## WHAT YOU ARE ASKED TO DO
Set down, without alteration, the lines from the one that contains "Confirm every instance of the child's face" through the final line of the material below.

## RECORD EXCERPTS
· · ·

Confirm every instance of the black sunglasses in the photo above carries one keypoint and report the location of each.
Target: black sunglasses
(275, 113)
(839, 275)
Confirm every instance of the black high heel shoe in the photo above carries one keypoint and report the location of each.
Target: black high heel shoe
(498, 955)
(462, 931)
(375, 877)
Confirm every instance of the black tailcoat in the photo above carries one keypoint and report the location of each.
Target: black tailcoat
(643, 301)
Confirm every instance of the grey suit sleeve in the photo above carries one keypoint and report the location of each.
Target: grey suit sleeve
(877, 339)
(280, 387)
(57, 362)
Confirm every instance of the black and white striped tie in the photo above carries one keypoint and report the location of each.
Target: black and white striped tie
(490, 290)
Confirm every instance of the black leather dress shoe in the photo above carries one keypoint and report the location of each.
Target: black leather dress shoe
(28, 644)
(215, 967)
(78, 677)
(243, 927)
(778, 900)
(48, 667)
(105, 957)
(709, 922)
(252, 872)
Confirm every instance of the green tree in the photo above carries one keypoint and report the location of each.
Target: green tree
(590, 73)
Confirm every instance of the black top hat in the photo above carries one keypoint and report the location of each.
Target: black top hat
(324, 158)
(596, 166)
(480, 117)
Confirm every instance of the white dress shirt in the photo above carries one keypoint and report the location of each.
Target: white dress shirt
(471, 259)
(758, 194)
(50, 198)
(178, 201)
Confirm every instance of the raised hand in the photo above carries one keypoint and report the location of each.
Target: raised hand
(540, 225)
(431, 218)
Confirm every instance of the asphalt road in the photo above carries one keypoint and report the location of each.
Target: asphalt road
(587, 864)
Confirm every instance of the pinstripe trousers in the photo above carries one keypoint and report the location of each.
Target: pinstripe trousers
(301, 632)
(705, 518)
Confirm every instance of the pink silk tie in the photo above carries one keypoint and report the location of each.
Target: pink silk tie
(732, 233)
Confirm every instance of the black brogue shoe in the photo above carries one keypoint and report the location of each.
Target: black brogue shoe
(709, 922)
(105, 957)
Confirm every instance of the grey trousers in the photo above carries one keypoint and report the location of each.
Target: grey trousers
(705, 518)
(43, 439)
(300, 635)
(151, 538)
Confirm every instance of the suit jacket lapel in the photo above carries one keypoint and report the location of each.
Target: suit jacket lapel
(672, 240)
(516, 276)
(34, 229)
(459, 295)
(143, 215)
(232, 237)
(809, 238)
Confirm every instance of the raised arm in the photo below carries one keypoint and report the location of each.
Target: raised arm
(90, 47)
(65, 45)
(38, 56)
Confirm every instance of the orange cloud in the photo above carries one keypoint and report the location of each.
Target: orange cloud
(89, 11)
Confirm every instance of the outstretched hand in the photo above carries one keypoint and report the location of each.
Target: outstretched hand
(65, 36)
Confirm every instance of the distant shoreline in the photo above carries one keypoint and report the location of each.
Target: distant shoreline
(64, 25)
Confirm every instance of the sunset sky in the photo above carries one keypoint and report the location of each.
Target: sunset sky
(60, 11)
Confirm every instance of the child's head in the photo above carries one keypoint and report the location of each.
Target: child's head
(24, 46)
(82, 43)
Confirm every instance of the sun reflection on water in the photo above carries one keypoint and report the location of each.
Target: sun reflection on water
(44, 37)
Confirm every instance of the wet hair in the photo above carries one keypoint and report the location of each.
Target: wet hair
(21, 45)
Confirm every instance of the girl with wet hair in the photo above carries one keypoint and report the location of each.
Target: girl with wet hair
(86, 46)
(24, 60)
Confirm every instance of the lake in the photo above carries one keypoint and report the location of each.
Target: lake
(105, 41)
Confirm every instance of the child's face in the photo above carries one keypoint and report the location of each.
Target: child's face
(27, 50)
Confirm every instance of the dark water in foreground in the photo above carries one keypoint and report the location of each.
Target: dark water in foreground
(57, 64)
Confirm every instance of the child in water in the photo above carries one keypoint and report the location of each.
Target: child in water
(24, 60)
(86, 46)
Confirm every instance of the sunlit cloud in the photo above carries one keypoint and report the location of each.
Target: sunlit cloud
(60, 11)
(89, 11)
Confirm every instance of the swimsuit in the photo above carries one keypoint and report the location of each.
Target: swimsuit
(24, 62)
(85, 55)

· · ·

## EXERCISE RESPONSE
Confirm every instance of the child's face in the photo above carries one keypoint and report the location of each.
Target: child's face
(27, 50)
Confirm every instance of the dark water in foreground in the photo above carries one keypoint and report the location of each.
Target: dark water in foreground
(57, 64)
Confirm every instance of the child in water in the photo above carries one keypoint and report the location of each.
Target: child in water
(24, 60)
(86, 46)
Confirm every instance of the sunlit cloud in the photo above carries one keypoint and report the location of each.
Target: sunlit cloud
(60, 11)
(89, 11)
Confirm every instance of the swimsuit in the photo above carries one keypoint and report the location of each.
Target: swimsuit
(24, 62)
(85, 55)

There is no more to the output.